*EXCERPT*
Check Your Math
/“Truth is stranger than fiction, but it is because fiction is obliged to stick to possibilities. Truth isn’t.” -Mark Twain
Salutations to the Majority Villain, listeners, and readers!
It’s sad that the word “epic” gets thrown around a lot more than it should be. The word genius, as another example, used to be used to describe era defining intellects in a given field, like Einstein or Mozart. But these days, anyone who brings extra toilet paper to a Thanksgiving dinner is a “genius”. In the same vein, “epic” in today’s parlance is used to describe things such as bottle flips or someone tripping and falling through a glass sliding door. “Epic” used to describe grandiose stories; like the Odyssey, a man’s journey home and the many trials he faces in doing so, or the Epic of Gilgamesh, a man battling his peers and the gods in the journey to find life eternal. Those stories are epic. An anger-fueled tirade, however, is not.
One of the flaws of the Information Age is the sheer mass of information that’s out there. People have entire libraries at their fingertips, calling up something specific within seconds of asking for it. When applied to information as a whole, it sometimes isn’t verified as well as it should be, if at all. In spite of that, people are willing to take a lot of information at face value. In those cases, it’s easy for someone to be misled.
Let’s use something recent as an example. Not too long ago, comedian Jimmy Dore went on a tear aimed at the Washington Post and how they lie to their readers when they don’t disclose their bias in a video with the title “Washington Post Caught Blatantly Lying To Their Readers Yet Again”. In the video, Dore mentions that the owner of the Washington Post, Jeff Bezos, has a $600 million dollar deal with the CIA. This deal is something that creates a journalistic conflict of interest when it isn’t disclosed to the readers, especially when the Washington Post allows an editorial written by a pro-Trump lobbyist (written in reference to Trump’s use of a certain type of missile strike) is published by the Washington Post.
Now there are a lot of things about the above paragraph that need to be scrutinized. First, the title doesn’t address what it is the Washington Post is lying about or why it’s blatant. It is, in essence, clickbait. Second, the explicit details about this supposed deal are mostly false and Dore doesn’t clarify what he’s talking about. Jeff Bezos, the founder of Amazon and owner of the Washington Post, doesn’t have a deal with the intelligence community. The CIA made a deal with Amazon, a publicly traded company, for a service. In 2015, the CIA approached Amazon Web Services to design a cloud computing infrastructure to serve as an upgrade to their old systems and a secure database that could be shared between numerous intelligence agencies. The price for this service is $60M for ten years, or $600M over ten years. Third, in the entirety of his piece, Dore doesn’t cite anywhere that he gets his information that he bases his accusations on. (Citations at the end of this piece)

*GIVEN INSTRUCTION A*
Why does the essay call the title of Jimmy Dore's video clickbait?

*MATERIAL FOR THIS TASK*
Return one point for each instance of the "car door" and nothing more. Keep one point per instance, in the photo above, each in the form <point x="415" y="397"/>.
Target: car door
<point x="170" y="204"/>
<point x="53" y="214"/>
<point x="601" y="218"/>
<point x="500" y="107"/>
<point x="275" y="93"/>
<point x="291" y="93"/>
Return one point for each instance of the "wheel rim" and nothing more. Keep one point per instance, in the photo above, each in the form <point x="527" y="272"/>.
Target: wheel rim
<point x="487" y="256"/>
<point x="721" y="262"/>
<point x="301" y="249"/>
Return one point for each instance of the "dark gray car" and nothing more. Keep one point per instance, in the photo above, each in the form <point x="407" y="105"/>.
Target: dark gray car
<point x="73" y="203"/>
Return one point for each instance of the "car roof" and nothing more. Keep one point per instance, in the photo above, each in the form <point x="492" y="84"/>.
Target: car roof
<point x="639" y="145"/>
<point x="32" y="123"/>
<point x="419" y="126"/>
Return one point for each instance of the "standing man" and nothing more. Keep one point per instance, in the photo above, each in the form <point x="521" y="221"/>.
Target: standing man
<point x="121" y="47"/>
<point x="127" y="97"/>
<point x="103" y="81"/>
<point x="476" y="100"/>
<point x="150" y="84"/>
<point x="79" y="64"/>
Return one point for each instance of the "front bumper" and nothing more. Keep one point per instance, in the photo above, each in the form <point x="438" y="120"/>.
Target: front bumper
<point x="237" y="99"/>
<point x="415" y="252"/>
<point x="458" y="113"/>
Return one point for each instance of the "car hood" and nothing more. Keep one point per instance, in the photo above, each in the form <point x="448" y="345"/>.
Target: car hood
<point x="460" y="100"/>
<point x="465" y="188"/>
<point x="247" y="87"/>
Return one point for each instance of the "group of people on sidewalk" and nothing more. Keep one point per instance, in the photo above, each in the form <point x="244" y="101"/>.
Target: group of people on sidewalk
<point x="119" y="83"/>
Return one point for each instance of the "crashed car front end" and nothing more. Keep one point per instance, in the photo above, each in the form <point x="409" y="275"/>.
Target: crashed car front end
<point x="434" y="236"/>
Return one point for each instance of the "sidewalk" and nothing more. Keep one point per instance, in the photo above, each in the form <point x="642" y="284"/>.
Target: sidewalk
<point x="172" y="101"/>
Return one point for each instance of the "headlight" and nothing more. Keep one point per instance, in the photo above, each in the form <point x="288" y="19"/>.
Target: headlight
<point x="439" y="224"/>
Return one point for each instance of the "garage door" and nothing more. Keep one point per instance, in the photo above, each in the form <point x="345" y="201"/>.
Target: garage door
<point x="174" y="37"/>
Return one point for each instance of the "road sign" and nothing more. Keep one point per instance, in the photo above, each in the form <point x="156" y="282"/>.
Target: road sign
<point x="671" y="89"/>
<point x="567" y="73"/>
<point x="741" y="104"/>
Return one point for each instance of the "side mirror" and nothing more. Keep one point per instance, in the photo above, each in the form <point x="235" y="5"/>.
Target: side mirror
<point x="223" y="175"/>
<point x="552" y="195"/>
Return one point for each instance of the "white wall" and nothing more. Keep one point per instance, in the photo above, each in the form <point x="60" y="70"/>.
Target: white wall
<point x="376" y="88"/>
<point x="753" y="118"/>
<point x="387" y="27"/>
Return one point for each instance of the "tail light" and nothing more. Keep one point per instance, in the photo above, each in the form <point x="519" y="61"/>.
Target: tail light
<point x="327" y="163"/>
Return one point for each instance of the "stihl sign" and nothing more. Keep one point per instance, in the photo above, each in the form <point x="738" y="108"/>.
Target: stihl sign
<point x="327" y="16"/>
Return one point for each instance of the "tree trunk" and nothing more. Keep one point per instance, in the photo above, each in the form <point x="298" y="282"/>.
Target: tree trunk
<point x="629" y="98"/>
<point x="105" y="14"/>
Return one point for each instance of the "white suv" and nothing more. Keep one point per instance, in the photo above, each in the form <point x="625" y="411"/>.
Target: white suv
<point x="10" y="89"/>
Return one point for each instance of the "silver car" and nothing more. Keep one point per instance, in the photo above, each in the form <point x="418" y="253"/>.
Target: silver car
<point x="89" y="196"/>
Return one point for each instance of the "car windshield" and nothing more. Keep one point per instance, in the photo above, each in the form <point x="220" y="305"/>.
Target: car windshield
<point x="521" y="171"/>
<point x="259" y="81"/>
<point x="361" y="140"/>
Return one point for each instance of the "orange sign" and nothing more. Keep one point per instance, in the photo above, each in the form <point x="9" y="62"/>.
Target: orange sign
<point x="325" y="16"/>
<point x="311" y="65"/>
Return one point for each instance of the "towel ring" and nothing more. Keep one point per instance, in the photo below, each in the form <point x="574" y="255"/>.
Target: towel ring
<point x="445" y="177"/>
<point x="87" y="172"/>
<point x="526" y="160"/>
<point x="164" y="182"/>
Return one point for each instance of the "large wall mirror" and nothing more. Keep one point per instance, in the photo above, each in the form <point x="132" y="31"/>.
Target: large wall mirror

*GIVEN INSTRUCTION B*
Starting with the line that contains "photo below, each" and going on through the last line of the entries, output those entry lines as a Markdown table with the columns Row and Line. Leave out blank lines.

*REPLY A*
The essay calls it clickbait because the title never says what the Washington Post is supposedly lying about or why the lie is blatant.

*REPLY B*
| Row | Line |
|---|---|
| 1 | Return one point for each instance of the "towel ring" and nothing more. Keep one point per instance, in the photo below, each in the form <point x="574" y="255"/>. |
| 2 | Target: towel ring |
| 3 | <point x="445" y="177"/> |
| 4 | <point x="87" y="172"/> |
| 5 | <point x="526" y="160"/> |
| 6 | <point x="164" y="182"/> |
| 7 | Return one point for each instance of the "large wall mirror" and nothing more. Keep one point per instance, in the photo above, each in the form <point x="132" y="31"/>. |
| 8 | Target: large wall mirror |